DIRECTION: Locate each line in the material below that contains the string "catfish" and copy those lines out in full. Treat uppercase and lowercase as different, so only matches with the same case count.

AVAILABLE DATA:
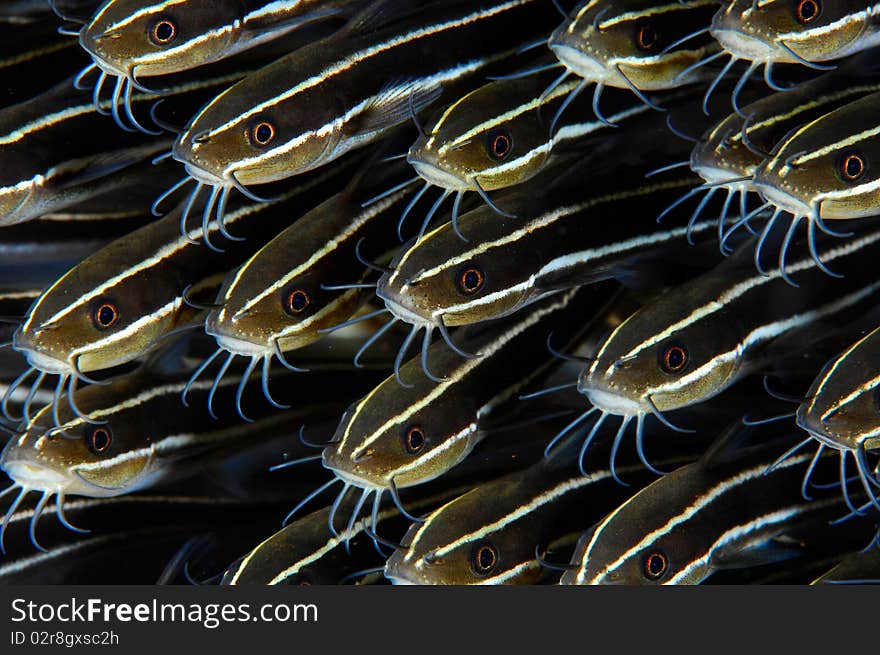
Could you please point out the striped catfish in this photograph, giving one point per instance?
(806, 32)
(728, 155)
(491, 534)
(143, 438)
(51, 156)
(57, 149)
(129, 40)
(699, 338)
(497, 136)
(402, 436)
(565, 233)
(639, 45)
(134, 39)
(724, 511)
(826, 170)
(350, 89)
(840, 411)
(308, 278)
(119, 303)
(304, 552)
(34, 57)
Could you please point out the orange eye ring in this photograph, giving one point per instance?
(807, 11)
(470, 280)
(262, 134)
(105, 316)
(500, 145)
(647, 37)
(297, 301)
(655, 565)
(163, 31)
(99, 439)
(674, 358)
(852, 166)
(415, 440)
(485, 558)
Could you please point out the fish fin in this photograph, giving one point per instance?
(394, 106)
(768, 551)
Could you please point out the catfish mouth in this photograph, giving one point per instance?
(578, 61)
(42, 361)
(90, 41)
(350, 478)
(240, 346)
(403, 313)
(396, 572)
(821, 431)
(721, 176)
(742, 45)
(434, 174)
(613, 403)
(198, 173)
(34, 476)
(782, 199)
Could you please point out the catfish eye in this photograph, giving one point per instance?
(806, 11)
(98, 439)
(296, 301)
(414, 440)
(262, 133)
(673, 358)
(646, 37)
(105, 315)
(500, 144)
(163, 31)
(852, 166)
(470, 280)
(655, 565)
(484, 559)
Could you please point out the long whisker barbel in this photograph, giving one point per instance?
(305, 501)
(656, 412)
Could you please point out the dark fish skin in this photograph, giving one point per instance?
(722, 511)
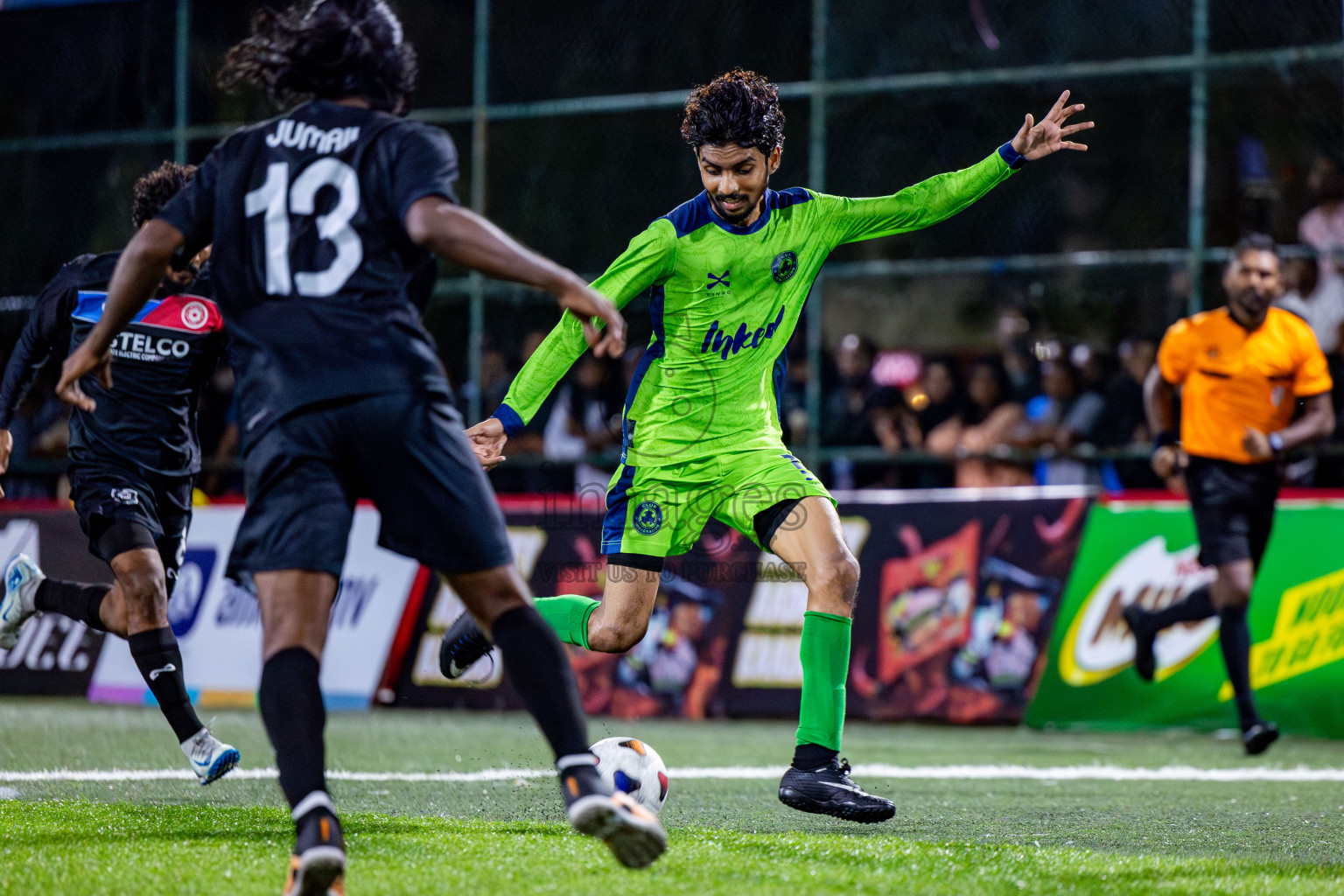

EXERCISE ANSWER:
Could you please point out the striped catfish in this photograph, giving one point per instance?
Could you please point out the catfish mouth in this photograph, giving one point per instance?
Could you please point out the catfish eye in this photograph, giving one point per instance?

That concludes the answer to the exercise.